A different intuitiion is that the category itself is like a set, and the objects are the elements of that set. There just so happens to be some extra structure knocking around in there: the morphisms. This is the often more the feel for the examples of preorders or graphs. The word “monoidal” means that they we a binary operation on the objects. But in the category theory aesthetic, you also need that binary operation to “play nice” with the morphisms that are hanging around too.

Functors are the first thing that has something like this. It has other properties that come along for the ride. A Functor is a map that takes objects to objects and arrows to arrows in a nice way. A binary functor takes two objects to and object, and two arrows to one arrow in a way that plays nice (commutes) with arrow composition.

String diagrams

String diagrams are a graphical notation for monoidal categories. Agin I discussed this more here.

Morphisms are denoted by boxes. Regular composition is shown by plugging arrows together vertically. Monoidal product is denoted by putting the arrows side to side.

When I was even trying to describe what a monoidal category was, I was already using language evocative of string diagrams.

You can see string diagrams in the documentation for the Arrow library. Many diagrams that people use in various fields can be formalized as the string diagrams for some monoidal category. This is big chunk of Applied Category Theory.

This is the connection to quantum circuits, which are after all a graphical notation for very Kroneckery linear operations.

type Qubit = V2
type C = Complex Double

assoc :: Functor f => (Kron (Kron f g) h) ~> (Kron f (Kron g h))
assoc = Compose . (fmap Compose) . getCompose . getCompose

assoc' :: Functor f =>  (Kron f (Kron g h)) ~> (Kron (Kron f g) h)
assoc' (Compose x)  = Compose $ Compose $ (fmap getCompose x) 

kron'' :: (Additive f, Additive g, Additive k, Additive f', Additive g') => 
  LinOp1 f f' a -> LinOp1 g g' a -> Kron (Kron f g) k a -> Kron (Kron f' g') k a
kron'' lf lg fgk = let v = (assoc fgk) in assoc' (Compose $ fmap lg $ getCompose (lf v))

sigx' :: LinOp1 Qubit Qubit C 
sigx' (Compose (V2 up down)) = Compose $ V2 down up  

sigz' :: LinOp1 Qubit Qubit C 
sigz' (Compose (V2 up down)) = Compose  $ V2 up ((-1) *^ down) 

sigy' :: LinOp1 Qubit Qubit C 
sigy' (Compose (V2 up down)) = Compose $ V2 ((-i) *^ down) (i *^ up) where i = 0 :+ 1

swap' :: (Traversable f, Applicative g) => LinOp1 (Kron f g) (Kron g f) a 
swap' (Compose (Compose fgk)) = Compose $ Compose $ sequenceA fgk 

cnot :: LinOp1 (Kron Qubit Qubit) (Kron Qubit Qubit) a 
cnot (Compose (Compose (V2 (V2 up1 down1) v))) = Compose $ Compose $ V2 (V2 down1 up1) v

phase :: Double -> LinOp1 Qubit Qubit C
phase phi (Compose (V2 up down)) = Compose $ V2 up ((cis phi) *^ down)

lefting :: (Additive f, Additive k, Additive g) => LinOp1 f g a -> LinOp1 (Kron f k) (Kron g k) a
lefting l = kron'' l id -- Qubit.assoc' . l . Qubit.assoc 

righting :: (Additive k, Additive f, Additive g) => LinOp1 f g a -> LinOp1 (Kron k f) (Kron k g) a
righting l = kron'' id l -- (Compose (Compose fkk)) = Compose $ Compose $ (fmap (getCompose . l . Compose) fkk)

◆ COLLECTED MATERIAL:
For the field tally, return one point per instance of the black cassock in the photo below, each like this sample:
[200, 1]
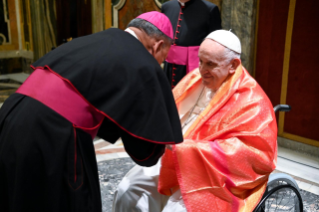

◆ WHAT TO WORK ON:
In the text on monoidal categories, take the part that opens with the words containing "kron'' :: (Additive" and closes with "((-1) *^ down)", and write it out again with "sigx'" changed to "pauliX". The listing isn't needed here.

◆ EXERCISE SOLUTION:
kron'' :: (Additive f, Additive g, Additive k, Additive f', Additive g') => 
  LinOp1 f f' a -> LinOp1 g g' a -> Kron (Kron f g) k a -> Kron (Kron f' g') k a
kron'' lf lg fgk = let v = (assoc fgk) in assoc' (Compose $ fmap lg $ getCompose (lf v))

pauliX :: LinOp1 Qubit Qubit C 
pauliX (Compose (V2 up down)) = Compose $ V2 down up  

sigz' :: LinOp1 Qubit Qubit C 
sigz' (Compose (V2 up down)) = Compose  $ V2 up ((-1) *^ down)